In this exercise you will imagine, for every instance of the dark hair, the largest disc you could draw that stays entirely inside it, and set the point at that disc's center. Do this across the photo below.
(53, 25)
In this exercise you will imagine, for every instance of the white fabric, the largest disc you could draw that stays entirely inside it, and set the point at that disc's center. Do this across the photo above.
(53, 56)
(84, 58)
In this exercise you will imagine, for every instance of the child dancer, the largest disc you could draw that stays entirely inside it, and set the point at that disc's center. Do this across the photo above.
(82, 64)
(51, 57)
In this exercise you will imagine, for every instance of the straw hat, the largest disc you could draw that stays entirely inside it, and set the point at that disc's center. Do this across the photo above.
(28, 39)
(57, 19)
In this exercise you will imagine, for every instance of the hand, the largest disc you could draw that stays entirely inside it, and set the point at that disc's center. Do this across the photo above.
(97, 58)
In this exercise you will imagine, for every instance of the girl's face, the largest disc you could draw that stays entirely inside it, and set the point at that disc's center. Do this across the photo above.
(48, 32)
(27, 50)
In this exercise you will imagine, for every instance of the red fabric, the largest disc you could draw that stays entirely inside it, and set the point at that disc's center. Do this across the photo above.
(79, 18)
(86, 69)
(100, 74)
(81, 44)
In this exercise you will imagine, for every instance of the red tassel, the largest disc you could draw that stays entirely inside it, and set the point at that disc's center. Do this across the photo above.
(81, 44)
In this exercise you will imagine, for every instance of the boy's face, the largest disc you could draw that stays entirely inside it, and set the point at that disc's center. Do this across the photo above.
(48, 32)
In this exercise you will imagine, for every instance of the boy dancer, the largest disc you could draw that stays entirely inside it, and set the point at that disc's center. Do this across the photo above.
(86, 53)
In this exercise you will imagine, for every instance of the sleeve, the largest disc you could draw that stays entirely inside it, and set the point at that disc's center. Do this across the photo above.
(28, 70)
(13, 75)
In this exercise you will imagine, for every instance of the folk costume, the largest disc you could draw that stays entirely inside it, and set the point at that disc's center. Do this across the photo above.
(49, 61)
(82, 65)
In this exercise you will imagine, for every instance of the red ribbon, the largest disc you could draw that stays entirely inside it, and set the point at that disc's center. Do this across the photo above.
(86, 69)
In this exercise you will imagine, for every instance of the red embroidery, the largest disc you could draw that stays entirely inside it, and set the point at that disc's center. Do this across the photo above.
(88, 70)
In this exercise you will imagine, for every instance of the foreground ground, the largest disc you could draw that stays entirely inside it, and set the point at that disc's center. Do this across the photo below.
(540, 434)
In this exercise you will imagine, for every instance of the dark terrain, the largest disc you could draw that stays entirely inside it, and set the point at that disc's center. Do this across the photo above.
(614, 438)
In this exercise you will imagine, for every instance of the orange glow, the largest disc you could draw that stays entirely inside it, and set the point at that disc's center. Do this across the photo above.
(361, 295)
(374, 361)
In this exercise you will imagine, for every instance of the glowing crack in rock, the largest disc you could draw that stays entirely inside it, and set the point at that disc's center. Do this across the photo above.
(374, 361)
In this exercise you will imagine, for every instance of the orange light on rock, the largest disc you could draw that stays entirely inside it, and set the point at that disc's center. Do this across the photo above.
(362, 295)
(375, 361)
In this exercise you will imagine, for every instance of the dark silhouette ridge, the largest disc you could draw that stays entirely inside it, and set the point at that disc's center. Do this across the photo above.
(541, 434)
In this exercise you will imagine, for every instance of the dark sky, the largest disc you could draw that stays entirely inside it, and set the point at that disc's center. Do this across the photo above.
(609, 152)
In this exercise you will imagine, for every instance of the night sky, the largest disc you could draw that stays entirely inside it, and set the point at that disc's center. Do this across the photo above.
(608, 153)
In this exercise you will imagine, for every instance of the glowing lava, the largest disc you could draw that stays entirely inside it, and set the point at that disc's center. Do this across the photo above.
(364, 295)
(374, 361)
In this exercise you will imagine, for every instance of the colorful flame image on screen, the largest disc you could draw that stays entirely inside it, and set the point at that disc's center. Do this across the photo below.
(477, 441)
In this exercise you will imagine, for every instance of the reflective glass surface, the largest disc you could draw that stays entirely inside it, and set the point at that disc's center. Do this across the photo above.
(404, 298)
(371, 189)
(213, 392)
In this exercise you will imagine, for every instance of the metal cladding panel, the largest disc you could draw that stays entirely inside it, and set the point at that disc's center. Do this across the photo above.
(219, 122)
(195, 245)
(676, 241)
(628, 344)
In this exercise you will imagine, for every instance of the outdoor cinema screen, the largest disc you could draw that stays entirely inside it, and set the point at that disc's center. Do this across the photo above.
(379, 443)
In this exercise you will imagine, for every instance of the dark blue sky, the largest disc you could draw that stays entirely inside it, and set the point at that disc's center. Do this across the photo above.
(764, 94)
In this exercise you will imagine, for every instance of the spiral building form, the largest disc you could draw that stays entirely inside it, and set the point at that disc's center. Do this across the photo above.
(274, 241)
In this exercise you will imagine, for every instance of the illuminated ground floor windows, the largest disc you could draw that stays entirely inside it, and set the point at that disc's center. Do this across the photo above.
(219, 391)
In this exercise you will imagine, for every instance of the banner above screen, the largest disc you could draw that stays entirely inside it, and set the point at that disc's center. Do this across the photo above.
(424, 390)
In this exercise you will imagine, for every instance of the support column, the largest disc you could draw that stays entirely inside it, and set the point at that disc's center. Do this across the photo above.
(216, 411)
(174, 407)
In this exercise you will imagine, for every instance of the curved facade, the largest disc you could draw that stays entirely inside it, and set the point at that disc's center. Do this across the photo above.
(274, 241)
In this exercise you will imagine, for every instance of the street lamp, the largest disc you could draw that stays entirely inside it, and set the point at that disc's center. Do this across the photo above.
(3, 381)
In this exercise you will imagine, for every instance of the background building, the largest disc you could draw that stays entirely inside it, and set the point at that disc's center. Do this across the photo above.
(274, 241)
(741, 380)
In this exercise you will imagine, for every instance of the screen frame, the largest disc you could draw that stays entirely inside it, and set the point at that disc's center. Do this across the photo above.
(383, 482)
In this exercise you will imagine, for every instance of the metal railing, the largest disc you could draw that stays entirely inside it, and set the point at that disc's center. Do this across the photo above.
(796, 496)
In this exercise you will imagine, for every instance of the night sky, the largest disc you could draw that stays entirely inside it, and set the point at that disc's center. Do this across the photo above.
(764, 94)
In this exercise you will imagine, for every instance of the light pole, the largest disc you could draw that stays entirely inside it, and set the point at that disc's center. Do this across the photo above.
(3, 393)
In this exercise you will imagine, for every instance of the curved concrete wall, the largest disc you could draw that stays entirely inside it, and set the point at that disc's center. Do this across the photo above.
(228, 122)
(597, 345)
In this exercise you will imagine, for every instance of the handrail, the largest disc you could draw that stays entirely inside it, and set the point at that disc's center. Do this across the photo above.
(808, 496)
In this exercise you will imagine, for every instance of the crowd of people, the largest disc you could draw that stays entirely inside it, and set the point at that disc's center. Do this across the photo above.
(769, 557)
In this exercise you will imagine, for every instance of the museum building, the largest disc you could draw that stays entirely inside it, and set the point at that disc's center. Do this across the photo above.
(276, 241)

+++

Can you copy out every record above word for word, keeping each line unchanged?

In this exercise you will imagine, for every instance of the dark hair, the largest disc you could draw that stays entirely inside it, and set the point at that disc's center. Do this across the photo below.
(53, 25)
In this exercise you will imagine, for every instance of the white fabric, the largest disc you could draw that stays entirely inside it, and set the point at that disc's center. Do this across the photo above.
(53, 56)
(84, 58)
In this exercise you will imagine, for every instance of the child dancer, the largest disc you could draw that stays entirely inside it, and set the point at that disc's center. Do this across the photo above.
(82, 64)
(51, 57)
In this exercise you will imagine, for every instance of the straw hat, the largest disc you could draw that stays entirely inside it, and set the point at that disc's center. Do this across the photo above.
(28, 39)
(57, 19)
In this exercise you will imagine, for every instance of the hand, the largest disc you could draw that stays entirely inside it, and set the point at that disc's center. Do this across the photo above.
(97, 58)
In this exercise you will imagine, for every instance of the girl's face, the largest disc you could draw that stays entirely inside it, and set the point at that disc's center. Do this across the photo above.
(48, 32)
(27, 50)
In this exercise you will imagine, for every instance of the red fabric, the largest disc you could draw that stays entirely inside it, and set the point at that disc's center. Do this across the photo above.
(79, 18)
(86, 69)
(100, 74)
(81, 44)
In this exercise you will imagine, for every instance of the red tassel, the largest disc you could draw that stays entirely inside it, and set the point at that disc's center. Do this across the photo above.
(81, 44)
In this exercise you will imagine, for every instance of the boy's face, the largest disc you could draw that stays entirely inside it, and set the point at that disc's center. Do this across the photo above.
(48, 32)
In this exercise you will imagine, for every instance of the boy dancer, the largest disc you could draw that stays entirely inside it, and set the point at that disc's center. Do this across the photo above.
(86, 53)
In this exercise you will imagine, for every instance of the sleeve, the largest disc you could draw that stays entirely inside it, and set the point at that disc's center. Do this across the photo above.
(28, 70)
(13, 75)
In this exercise you will imagine, for every instance of the folk costume, the largest disc you could draw that stays entirely inside it, and set the point at that disc's center. Do this across the photo above.
(49, 61)
(82, 65)
In this exercise you will imagine, for every instance of the red ribbon, the largest disc you could draw that stays entirely inside it, and set the point at that disc's center. Do this across the photo above.
(86, 69)
In this exercise you will imagine, for every instance of the red embroidery, the largest disc you could draw that stays entirely inside it, and set the point at that disc's center. Do this across the photo above.
(88, 70)
In this exercise you will imagine, for every instance of the foreground ground, the largest disc you could draw that stays entirely inside it, and set the point at that disc's center. Do this across the photo below.
(540, 434)
In this exercise you will imagine, for every instance of the dark terrain, the largest disc you could draw that stays entirely inside it, and set the point at that disc's center. Do this across the photo above.
(614, 438)
In this exercise you will imagine, for every instance of the orange glow, the largest disc you could draw that stays entirely inside it, and set the point at that disc's center. Do this across the photo above.
(361, 295)
(374, 361)
In this exercise you will imagine, for every instance of the glowing crack in rock, the largest disc you could draw that stays entirely inside it, and set the point at that disc's center. Do this across the photo above.
(374, 361)
In this exercise you will imagine, for every instance of the orange light on rock, the largest disc you could draw that stays entirely inside it, and set the point at that disc's center. Do this across the photo above.
(362, 295)
(375, 361)
In this exercise you will imagine, for every instance of the dark silhouette ridge, the largest disc you could draw that stays entirely inside it, and set the point at that disc's center. Do this across the photo above.
(541, 434)
In this exercise you will imagine, for every instance of the dark sky, the largest disc you could draw that stays entirely inside it, and set the point at that disc's center. Do this across the photo above.
(609, 152)
In this exercise you will imagine, for every instance of the night sky, the largest disc you could draw that stays entirely inside it, and set the point at that disc's center. Do this across the photo above.
(608, 153)
In this exercise you will imagine, for every instance of the glowing lava, the largest disc you could draw that stays entirely inside it, and set the point at that disc's center. Do this across the photo above.
(364, 295)
(374, 361)
In this exercise you will imagine, for every instance of the colorful flame image on screen, the largest disc you could draw that stays entirely inside it, and set the point at that disc's center. Do this across the photo below.
(477, 441)
In this exercise you will imagine, for every instance of the reflective glass surface, the largest disc you could draw that stays entirely inside it, and set the point at that disc's center. Do this across the photo above.
(404, 298)
(371, 189)
(213, 392)
In this exercise you will imagine, for every instance of the metal cladding panel, the largest disc you could draw that stays entirely inside it, and set the point at that disc's center. Do this across the photo above.
(219, 122)
(195, 245)
(676, 241)
(628, 344)
In this exercise you will imagine, for every instance of the outdoor cinema screen, the largest disc you could draw that stays entirely inside it, and set the point at that disc's center. Do this across the photo above.
(379, 443)
In this exercise you will imagine, for every instance of the dark blue sky, the largest disc you could draw that stays entirely inside it, and set the point at that disc's center. Do this across the photo above.
(764, 94)
In this exercise you will imagine, for every instance of the spiral building form, the largest disc you could draw that stays entirely inside it, and set the point at that disc's center. Do this across the photo above.
(274, 241)
In this exercise you will imagine, for every instance of the illuminated ground floor windows, the largest disc you could draw that stays entirely inside it, and set the point at that disc's center. Do this across the photo above.
(219, 391)
In this exercise you will imagine, for every instance of the banner above screen, the largest disc you could draw that stays entirely inside it, and set the point at that disc's center. Do this across the photo above.
(424, 390)
In this exercise you will imagine, for every instance of the support column, the largest disc you could draw that stays entirely inside it, and set the point at that disc's center. Do this across the photo above.
(216, 411)
(174, 407)
In this exercise you will imagine, for every instance of the curved facade, the largest disc you could draw that stays entirely inside it, and set the point at that disc's center. Do this across the photo above.
(274, 241)
In this exercise you will imagine, for every instance of the street lamp, the largest disc you could draw that stays entirely inside it, and set the point at that disc's center. Do this across the photo above.
(3, 381)
In this exercise you will imagine, for every instance of the background building, the largest disc you could draw that stays entirely inside it, and set the point at that disc's center. Do this across the photo above.
(274, 241)
(741, 380)
In this exercise you will imagine, for every instance of the screen frame, the largest disc you could draw that stays entirely inside it, and set the point at that disc's center. Do this across the photo above.
(383, 482)
In this exercise you will imagine, for every instance of the metal railing, the largest disc you could draw that stays entirely inside it, and set the point at that disc's center. Do this across the photo above.
(796, 496)
In this exercise you will imagine, for every instance of the night sky, the largest disc you could draw that stays entirely inside it, and set the point at that disc's center. Do this across the photo above.
(764, 94)
In this exercise you will imagine, for every instance of the light pole, the largest disc you could draw that stays entirely inside it, and set the point at that disc's center. Do this across the photo above.
(3, 393)
In this exercise you will imagine, for every instance of the curved concrete wall, the largest disc you could draw that stays entirely inside it, and set the point at that disc's center. Do this across the photo above.
(228, 122)
(597, 345)
In this exercise you will imagine, for every instance of the handrail, the largest disc you could draw that stays entirely inside it, and set the point at that disc's center. Do this across the photo above.
(808, 496)
In this exercise you will imagine, for every instance of the crowd of people, the largest disc you could draw that stays entirely inside it, and set the point at that disc's center. Do this across the photo above.
(769, 557)
In this exercise you will imagine, for every instance of the museum building, the largest disc you could draw that stays entirely inside it, and set the point at that disc's center. Do this across the photo above.
(276, 241)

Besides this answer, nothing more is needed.